**The input**
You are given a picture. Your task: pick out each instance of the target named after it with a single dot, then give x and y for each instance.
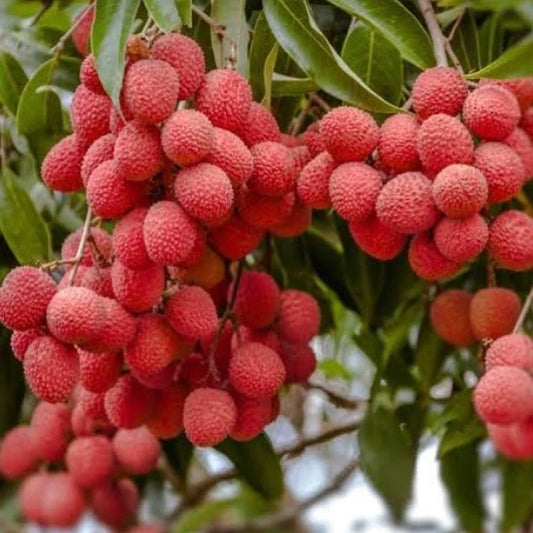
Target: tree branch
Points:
(438, 39)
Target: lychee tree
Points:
(215, 213)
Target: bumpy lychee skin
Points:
(89, 75)
(24, 296)
(511, 240)
(522, 144)
(354, 189)
(235, 238)
(426, 260)
(230, 154)
(137, 450)
(491, 112)
(313, 181)
(75, 315)
(225, 98)
(263, 212)
(115, 503)
(439, 90)
(376, 239)
(50, 424)
(256, 371)
(406, 205)
(295, 223)
(128, 240)
(169, 233)
(128, 404)
(63, 502)
(82, 31)
(274, 171)
(138, 151)
(442, 140)
(151, 90)
(460, 191)
(137, 290)
(350, 134)
(187, 59)
(109, 194)
(192, 313)
(299, 316)
(205, 193)
(90, 460)
(166, 421)
(493, 312)
(30, 497)
(187, 137)
(253, 414)
(259, 126)
(515, 349)
(461, 240)
(397, 143)
(257, 300)
(153, 348)
(450, 317)
(504, 395)
(18, 456)
(99, 371)
(61, 168)
(502, 168)
(98, 245)
(100, 150)
(51, 369)
(208, 416)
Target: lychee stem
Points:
(438, 39)
(523, 313)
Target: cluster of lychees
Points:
(432, 176)
(144, 335)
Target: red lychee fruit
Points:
(24, 296)
(450, 317)
(187, 59)
(511, 240)
(491, 112)
(208, 416)
(460, 191)
(493, 312)
(350, 134)
(439, 90)
(406, 205)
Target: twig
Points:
(438, 39)
(338, 399)
(58, 47)
(81, 247)
(287, 515)
(524, 311)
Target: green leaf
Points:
(292, 23)
(375, 60)
(460, 473)
(268, 72)
(165, 14)
(429, 354)
(185, 11)
(517, 492)
(12, 81)
(112, 26)
(257, 463)
(179, 453)
(397, 24)
(388, 459)
(24, 230)
(231, 14)
(513, 63)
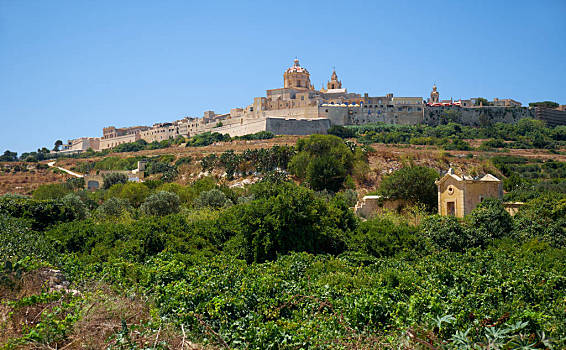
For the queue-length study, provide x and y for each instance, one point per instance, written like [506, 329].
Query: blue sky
[69, 68]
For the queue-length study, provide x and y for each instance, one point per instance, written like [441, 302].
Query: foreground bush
[306, 301]
[285, 218]
[161, 203]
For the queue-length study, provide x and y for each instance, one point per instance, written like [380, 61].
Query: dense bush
[414, 184]
[382, 237]
[161, 203]
[446, 232]
[306, 301]
[114, 208]
[323, 161]
[17, 240]
[52, 191]
[113, 179]
[41, 213]
[214, 199]
[488, 221]
[285, 218]
[543, 218]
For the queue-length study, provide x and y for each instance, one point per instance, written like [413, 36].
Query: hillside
[254, 244]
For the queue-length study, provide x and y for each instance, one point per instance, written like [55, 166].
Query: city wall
[282, 126]
[476, 116]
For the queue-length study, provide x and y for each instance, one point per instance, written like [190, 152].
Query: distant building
[458, 196]
[298, 109]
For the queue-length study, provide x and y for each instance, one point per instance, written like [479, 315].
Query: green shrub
[543, 218]
[214, 199]
[41, 213]
[112, 179]
[381, 237]
[18, 240]
[341, 132]
[446, 232]
[323, 161]
[414, 184]
[160, 204]
[285, 219]
[489, 221]
[74, 203]
[114, 208]
[52, 191]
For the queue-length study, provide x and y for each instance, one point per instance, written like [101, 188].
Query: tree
[52, 191]
[134, 192]
[58, 144]
[446, 232]
[488, 221]
[114, 207]
[160, 204]
[323, 161]
[285, 218]
[544, 104]
[214, 198]
[325, 173]
[413, 184]
[114, 178]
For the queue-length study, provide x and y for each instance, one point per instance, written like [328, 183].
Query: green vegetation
[413, 185]
[527, 133]
[544, 104]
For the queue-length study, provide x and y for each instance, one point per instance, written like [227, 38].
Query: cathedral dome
[296, 68]
[297, 77]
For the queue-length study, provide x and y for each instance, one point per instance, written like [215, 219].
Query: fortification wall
[475, 116]
[306, 112]
[551, 117]
[347, 115]
[241, 127]
[287, 126]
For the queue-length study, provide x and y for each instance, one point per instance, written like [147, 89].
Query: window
[451, 208]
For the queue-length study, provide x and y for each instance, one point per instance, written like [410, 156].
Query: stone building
[81, 144]
[458, 196]
[298, 109]
[112, 136]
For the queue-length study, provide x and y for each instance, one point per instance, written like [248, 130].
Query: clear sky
[69, 68]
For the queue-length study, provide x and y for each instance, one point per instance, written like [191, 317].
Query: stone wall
[552, 117]
[241, 127]
[284, 126]
[359, 115]
[475, 116]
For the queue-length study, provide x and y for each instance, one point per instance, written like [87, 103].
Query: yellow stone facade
[458, 196]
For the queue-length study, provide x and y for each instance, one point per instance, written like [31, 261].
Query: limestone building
[298, 108]
[458, 196]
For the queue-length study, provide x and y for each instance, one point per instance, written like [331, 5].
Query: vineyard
[257, 247]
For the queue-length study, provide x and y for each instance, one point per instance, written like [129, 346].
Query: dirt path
[52, 164]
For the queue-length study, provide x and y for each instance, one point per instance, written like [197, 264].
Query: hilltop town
[299, 109]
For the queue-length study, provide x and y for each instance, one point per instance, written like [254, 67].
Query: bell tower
[434, 95]
[334, 83]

**Set task**
Give back, exactly as written, the lines from the one with "like [31, 261]." to the last line.

**The result**
For the queue-length study, provide x and y for each instance, one point per instance, written like [31, 261].
Query: limestone building
[298, 108]
[458, 196]
For the queue-length study, provide x and y for each instance, one point per instance, written like [331, 5].
Query: vineyard
[257, 247]
For the queue-length study, provide x and y for each instance, one point per instance, written like [129, 346].
Query: dirt path
[52, 164]
For the queue-length study, provide x and y for each instance, one point per instance, written like [197, 264].
Query: hilltop town
[299, 109]
For the queue-length study, provide x and y for each instance, one point per instance, written like [254, 67].
Query: bell tower
[434, 95]
[334, 83]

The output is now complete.